▶ **Source extract**

Meanwhile, the Carter-Volcker short-term, tight money policy had taken effect and temporarily lowered inflation. Several other coinciding factors helped. New energy consumption patterns led to a glut in the oil market and caused a drop in prices. The agricultural crisis lowered commodity prices as a whole. At the same time, new, cheaper imports entered the American market.
U.S. politicians and economists now claim that inflation has been defeated once and for all and that the economy is entering a prolonged period of growth. Actually, the present lowered rate of inflation is only temporary. The amount of debt is so great and the interest payments on the debt are so high that there is no way to maintain the tight money policy.
Third Era: a Confrontation with the Future
This brings us the third and current phase of U.S. economic policy, which started in late 1985. Today, tight money policy no longer works. The Federal Reserve has loosened its rein on the money supply to once again allow as much easy money as possible, as was done during the Keynesian period from the 1950s to the 1970s. However, this time the option of tightening up, as was done during the Carter and the first Reagan Administrations, no longer exists.
To understand this current phase, we must look at the basic debt structure which threatens the foundation and integrity of the entire system.
Post World War II Keynesian spending can be broken down into several components. One is the federal deficit, which is the one people talk about most. But this only amounts to about $1.5 trillion. Other debt, which is often not discussed, is the private debt: commercial debt, consumer debt and mortgage debt. Individual consumer debt already surpasses $1 trillion. Home mortgage debt amounts to $1.7 trillion. Commercial (corporate) debt totals close to $2.5 trillion. Total debt of households, corporations and federal, state and local governments reached $7.1 trillion in 1984. The more highly publicized third world debt is a meager $600 billion in comparison.
In order to keep the financial system intact, the national debt must be serviced; we have to pay interest on all of this debt.
In the four or five years of Reagan’s administration, the federal debt has doubled. This “anti-big government” president has doubled the combined debts of all administrations of the past 200 years.
The interest due along with the federal debt could reach 20% of the national budget before the end of the decade. Because of the compounding of interest payments as more money is borrowed, the interest payments could conceivably soar to disastrous proportions, say a third or even one half of the national budget in a matter of a decade. This kind of fiscal irresponsibility will not only lead to renewed inflationary expectations, but it can lead to a real crisis of inflationary collapse.
The consequence for the U.S. people is predictable. There will be even more of a squeeze on social spending, whether it be education, health, welfare or veteran’s benefits. There will be various forms of huge tax increases, whether a value added tax on consumer items or an income tax.
There is no way for the U.S. to print money fast enough (without a serious inflationary collapse) if it becomes necessary to pay, all at once, the compounding effect on interest payments on the total national debt.

▶ **Data lines**
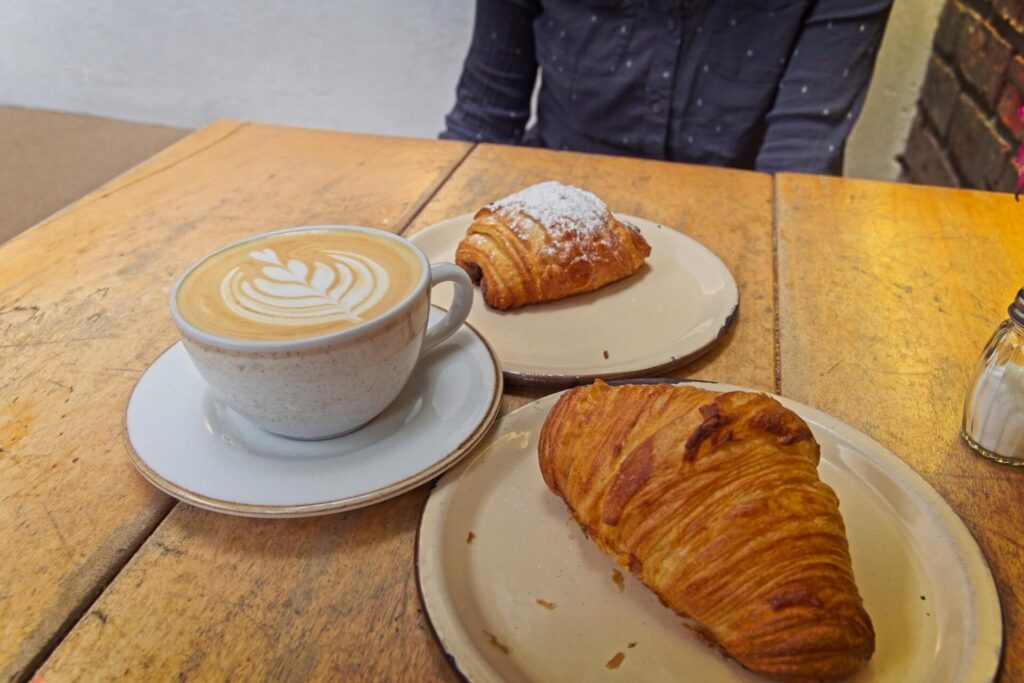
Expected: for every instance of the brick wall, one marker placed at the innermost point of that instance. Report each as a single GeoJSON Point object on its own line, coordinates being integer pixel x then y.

▶ **Exercise requirements**
• a. Name every area of social spending that the U.S. economic policy text says will face more of a squeeze.
• b. Return the part of the U.S. economic policy text from "In order to" to "of inflationary collapse.".

▶ **Correct answers**
• a. education, health, welfare, veteran's benefits

• b.
In order to keep the financial system intact, the national debt must be serviced; we have to pay interest on all of this debt.
In the four or five years of Reagan’s administration, the federal debt has doubled. This “anti-big government” president has doubled the combined debts of all administrations of the past 200 years.
The interest due along with the federal debt could reach 20% of the national budget before the end of the decade. Because of the compounding of interest payments as more money is borrowed, the interest payments could conceivably soar to disastrous proportions, say a third or even one half of the national budget in a matter of a decade. This kind of fiscal irresponsibility will not only lead to renewed inflationary expectations, but it can lead to a real crisis of inflationary collapse.